• _Task to complete_
Please count the lines in the items below that contain the string "target", treating uppercase and lowercase as different, and reply with only that number.

-- start Information given --

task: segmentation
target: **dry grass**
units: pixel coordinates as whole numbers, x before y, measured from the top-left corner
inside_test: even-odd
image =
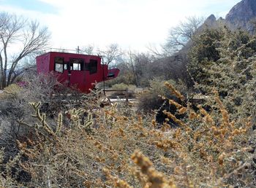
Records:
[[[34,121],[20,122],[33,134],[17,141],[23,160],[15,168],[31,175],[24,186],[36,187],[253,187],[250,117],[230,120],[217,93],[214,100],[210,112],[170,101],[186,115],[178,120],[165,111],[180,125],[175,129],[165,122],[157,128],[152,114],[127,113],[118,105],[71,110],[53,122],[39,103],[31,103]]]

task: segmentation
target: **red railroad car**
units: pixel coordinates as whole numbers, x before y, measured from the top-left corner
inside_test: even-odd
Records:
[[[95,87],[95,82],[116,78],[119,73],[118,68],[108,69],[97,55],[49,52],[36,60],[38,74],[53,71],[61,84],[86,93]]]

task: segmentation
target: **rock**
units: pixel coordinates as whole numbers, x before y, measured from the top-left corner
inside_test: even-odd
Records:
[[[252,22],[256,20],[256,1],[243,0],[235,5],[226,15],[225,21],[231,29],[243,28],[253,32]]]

-- end Information given --
-- start Information given --

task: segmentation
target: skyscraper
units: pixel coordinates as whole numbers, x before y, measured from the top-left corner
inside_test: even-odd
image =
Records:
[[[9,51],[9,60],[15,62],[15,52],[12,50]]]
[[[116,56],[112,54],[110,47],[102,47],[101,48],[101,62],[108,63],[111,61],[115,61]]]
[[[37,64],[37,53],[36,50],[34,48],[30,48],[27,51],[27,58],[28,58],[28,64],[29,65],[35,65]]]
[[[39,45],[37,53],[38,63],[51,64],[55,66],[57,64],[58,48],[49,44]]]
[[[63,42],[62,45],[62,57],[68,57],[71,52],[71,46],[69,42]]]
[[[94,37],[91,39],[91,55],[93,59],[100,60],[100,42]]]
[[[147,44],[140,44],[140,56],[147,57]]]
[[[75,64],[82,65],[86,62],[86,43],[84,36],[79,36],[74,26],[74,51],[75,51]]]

-- end Information given --

• _Final result_
4